§ **AIM OF THE EXERCISE**:
Please reproduce the line containing "Identify the plastic" and every line after it in the records below, exactly and with nothing else.

§ **DATA TO PROCESS**:
*** Block opens ***
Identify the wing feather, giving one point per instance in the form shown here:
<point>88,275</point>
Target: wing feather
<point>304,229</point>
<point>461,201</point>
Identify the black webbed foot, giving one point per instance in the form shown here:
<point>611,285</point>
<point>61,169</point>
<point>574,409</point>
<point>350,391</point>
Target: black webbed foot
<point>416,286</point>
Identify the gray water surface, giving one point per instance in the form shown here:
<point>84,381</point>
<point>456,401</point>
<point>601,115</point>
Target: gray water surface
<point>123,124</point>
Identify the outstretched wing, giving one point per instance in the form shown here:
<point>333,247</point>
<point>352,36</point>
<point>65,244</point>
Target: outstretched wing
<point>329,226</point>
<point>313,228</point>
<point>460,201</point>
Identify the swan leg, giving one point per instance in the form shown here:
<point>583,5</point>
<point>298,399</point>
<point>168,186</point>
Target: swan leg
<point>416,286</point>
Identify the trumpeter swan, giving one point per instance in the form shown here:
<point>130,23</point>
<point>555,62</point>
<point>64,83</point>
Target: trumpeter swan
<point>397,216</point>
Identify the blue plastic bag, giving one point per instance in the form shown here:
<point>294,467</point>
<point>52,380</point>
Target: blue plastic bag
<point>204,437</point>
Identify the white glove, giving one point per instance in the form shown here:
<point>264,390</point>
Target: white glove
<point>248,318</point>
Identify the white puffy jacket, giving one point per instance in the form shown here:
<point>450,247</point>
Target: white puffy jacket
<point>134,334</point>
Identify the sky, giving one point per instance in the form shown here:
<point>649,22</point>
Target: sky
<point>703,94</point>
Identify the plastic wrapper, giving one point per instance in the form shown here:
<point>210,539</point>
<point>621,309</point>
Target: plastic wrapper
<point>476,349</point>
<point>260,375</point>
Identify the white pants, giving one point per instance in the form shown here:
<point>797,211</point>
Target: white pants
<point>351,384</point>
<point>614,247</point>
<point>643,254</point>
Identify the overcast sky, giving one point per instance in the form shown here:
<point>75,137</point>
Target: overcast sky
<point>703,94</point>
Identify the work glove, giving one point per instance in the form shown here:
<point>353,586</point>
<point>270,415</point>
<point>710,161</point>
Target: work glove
*** Block closes ***
§ **RESPONSE BOX**:
Identify the plastic wrapper, giving one point per instance in the form shown here:
<point>210,539</point>
<point>621,309</point>
Target: plastic wrapper
<point>476,349</point>
<point>260,375</point>
Identify the white pants, giving one point per instance in the form shown here:
<point>797,211</point>
Target: white pants
<point>351,384</point>
<point>614,247</point>
<point>643,254</point>
Identify the overcast sky, giving one point per instance in the form shown here:
<point>75,137</point>
Target: overcast sky
<point>703,94</point>
Identify the work glove, giving one point per instance in the form shown here:
<point>353,586</point>
<point>270,415</point>
<point>710,161</point>
Target: work glove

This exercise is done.